Selected passage —

# Cpt-96372



## wchristensen (Dec 13, 2010)

One of my Ortho's is coding 96372 along with THR's and TKR's "in a facility setting". After several denials and research I learned that the facility bills for 96372. My question is..."Can the doc bill for the administration of 96372"? If so, what code would I use? 20610? FYI: the dx is osteoarthritis. Much thanks to who ever answers this!! 

Wendy Christensen


----------



## btadlock1 (Dec 13, 2010)

wchristensen said:


> One of my Ortho's is coding 96372 along with THR's and TKR's "in a facility setting". After several denials and research I learned that the facility bills for 96372. My question is..."Can the doc bill for the administration of 96372"? If so, what code would I use? 20610? FYI: the dx is osteoarthritis. Much thanks to who ever answers this!!
> 
> Wendy Christensen



96372 is an administration code - If you are billing another procedure (for example, 20610, but it could be any other procedure), 96372 is bundling to the other procedure, and will require a 59 modifier to pay separately. You only bill a 96372 for an intramuscular injection of a therapeutic or prophylactic drug/substance - like if you're giving someone a shot of rocephin. 20610 is for arthocentesis, which I believe actually goes into the joint, so it's not quite the same thing. Your doctor can bill for just about any injection administration that they perform, as long as it was actually done as an individual service, and not as part of a comprehensive procedure package.

[Stored items from a collection]
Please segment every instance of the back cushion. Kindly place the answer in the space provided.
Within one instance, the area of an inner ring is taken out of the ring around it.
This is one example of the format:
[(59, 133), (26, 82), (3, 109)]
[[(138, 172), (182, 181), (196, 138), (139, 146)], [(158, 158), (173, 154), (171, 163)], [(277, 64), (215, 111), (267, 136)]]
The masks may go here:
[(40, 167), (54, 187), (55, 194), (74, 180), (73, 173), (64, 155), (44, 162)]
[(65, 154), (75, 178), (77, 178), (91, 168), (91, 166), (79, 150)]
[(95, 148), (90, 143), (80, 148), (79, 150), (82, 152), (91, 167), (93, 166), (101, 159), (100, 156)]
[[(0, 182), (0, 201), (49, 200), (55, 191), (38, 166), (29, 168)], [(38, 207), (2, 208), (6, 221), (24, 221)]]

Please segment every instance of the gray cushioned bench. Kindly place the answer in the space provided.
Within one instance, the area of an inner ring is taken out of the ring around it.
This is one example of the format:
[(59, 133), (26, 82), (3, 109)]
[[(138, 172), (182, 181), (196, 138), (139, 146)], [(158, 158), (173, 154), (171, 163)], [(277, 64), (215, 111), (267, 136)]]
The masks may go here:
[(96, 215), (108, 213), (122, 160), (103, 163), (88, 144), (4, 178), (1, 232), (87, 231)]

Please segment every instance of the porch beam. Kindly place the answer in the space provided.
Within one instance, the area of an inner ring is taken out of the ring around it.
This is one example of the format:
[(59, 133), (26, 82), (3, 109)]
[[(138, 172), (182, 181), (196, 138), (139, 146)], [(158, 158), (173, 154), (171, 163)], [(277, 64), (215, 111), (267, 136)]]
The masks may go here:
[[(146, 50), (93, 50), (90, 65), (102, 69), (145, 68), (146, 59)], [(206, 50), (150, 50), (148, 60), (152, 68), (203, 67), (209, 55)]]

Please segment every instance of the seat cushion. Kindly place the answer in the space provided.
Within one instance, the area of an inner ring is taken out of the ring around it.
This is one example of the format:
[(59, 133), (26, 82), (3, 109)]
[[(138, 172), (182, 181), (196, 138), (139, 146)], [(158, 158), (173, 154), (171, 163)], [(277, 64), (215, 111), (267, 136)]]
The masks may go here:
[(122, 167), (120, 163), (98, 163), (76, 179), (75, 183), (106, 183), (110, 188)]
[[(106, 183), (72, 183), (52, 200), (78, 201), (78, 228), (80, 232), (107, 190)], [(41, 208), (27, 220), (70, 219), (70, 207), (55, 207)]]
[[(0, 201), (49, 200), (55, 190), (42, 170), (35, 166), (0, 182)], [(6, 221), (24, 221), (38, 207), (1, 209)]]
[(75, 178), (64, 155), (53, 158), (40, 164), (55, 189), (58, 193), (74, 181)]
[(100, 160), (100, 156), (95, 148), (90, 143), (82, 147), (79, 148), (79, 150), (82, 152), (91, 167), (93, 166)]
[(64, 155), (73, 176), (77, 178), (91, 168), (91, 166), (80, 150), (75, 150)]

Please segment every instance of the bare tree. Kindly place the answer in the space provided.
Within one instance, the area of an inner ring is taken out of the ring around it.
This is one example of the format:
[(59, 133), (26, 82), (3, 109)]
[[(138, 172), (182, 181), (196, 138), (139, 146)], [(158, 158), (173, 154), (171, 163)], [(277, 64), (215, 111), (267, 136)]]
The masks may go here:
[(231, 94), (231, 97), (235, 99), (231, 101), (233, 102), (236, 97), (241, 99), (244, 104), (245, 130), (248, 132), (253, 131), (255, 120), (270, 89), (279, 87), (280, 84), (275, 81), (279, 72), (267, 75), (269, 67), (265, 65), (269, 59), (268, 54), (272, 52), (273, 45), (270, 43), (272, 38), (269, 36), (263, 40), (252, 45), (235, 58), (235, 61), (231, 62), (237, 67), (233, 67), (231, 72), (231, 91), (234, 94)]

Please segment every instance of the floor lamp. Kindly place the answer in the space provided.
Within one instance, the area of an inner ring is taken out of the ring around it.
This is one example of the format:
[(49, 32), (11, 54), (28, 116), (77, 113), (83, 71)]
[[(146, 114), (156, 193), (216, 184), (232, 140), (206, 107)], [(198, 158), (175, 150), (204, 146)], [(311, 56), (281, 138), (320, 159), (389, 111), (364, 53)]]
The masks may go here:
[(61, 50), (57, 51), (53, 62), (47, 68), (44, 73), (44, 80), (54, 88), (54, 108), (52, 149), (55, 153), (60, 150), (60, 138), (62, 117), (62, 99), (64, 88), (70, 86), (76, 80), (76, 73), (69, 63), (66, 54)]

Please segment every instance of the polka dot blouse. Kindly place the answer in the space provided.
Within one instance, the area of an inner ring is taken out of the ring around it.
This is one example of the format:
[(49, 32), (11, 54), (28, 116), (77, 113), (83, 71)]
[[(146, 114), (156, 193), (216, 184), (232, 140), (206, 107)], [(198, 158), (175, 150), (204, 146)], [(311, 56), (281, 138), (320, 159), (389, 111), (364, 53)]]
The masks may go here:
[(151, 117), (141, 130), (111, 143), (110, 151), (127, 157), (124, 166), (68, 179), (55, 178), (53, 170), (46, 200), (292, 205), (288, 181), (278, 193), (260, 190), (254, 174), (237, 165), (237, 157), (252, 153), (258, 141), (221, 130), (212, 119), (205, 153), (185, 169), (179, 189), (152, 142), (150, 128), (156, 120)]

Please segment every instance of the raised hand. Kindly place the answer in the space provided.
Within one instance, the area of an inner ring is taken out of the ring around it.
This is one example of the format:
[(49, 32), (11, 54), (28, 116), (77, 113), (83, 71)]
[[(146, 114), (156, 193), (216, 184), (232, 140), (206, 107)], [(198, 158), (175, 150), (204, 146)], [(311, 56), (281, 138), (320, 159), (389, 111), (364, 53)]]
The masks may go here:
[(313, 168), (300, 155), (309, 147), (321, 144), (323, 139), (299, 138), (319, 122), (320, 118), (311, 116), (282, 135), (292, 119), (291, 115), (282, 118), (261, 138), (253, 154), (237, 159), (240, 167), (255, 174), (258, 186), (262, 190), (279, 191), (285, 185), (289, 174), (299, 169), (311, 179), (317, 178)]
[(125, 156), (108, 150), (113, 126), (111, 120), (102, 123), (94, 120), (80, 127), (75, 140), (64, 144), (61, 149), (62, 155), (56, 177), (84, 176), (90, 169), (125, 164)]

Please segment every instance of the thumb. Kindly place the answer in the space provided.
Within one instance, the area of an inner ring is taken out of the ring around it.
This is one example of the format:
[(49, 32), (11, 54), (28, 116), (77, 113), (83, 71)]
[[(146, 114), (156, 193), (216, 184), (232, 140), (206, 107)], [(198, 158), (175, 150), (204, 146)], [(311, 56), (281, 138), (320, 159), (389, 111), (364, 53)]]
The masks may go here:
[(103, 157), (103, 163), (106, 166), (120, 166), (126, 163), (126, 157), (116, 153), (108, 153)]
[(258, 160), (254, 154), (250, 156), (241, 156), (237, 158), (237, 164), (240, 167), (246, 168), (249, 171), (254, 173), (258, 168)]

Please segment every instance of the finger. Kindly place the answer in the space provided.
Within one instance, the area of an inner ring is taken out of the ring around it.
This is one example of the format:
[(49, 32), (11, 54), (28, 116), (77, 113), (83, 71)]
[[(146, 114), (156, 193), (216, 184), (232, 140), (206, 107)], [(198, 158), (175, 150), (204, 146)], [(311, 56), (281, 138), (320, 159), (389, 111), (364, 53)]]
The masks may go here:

Brief —
Pick up the forum thread on billing CPT code 96372 and continue it past its last post. These entries come from a separate source.

Written response —
Did that make sense? I feel like I rambled there...


----------



## wchristensen (Dec 13, 2010)

Makes perfect sense...Thanks!!


----------



## okathy (Mar 14, 2012)

So does this mean in a hospital owned urgent care, we can charge for an E/M w/ mod 25, an IM injection of Rocephin or Toradol & the J code for meds?  If more than 1 injection is given,  can we charge for each administration?

Thanks a bunch!!!!


----------



## mitchellde (Mar 14, 2012)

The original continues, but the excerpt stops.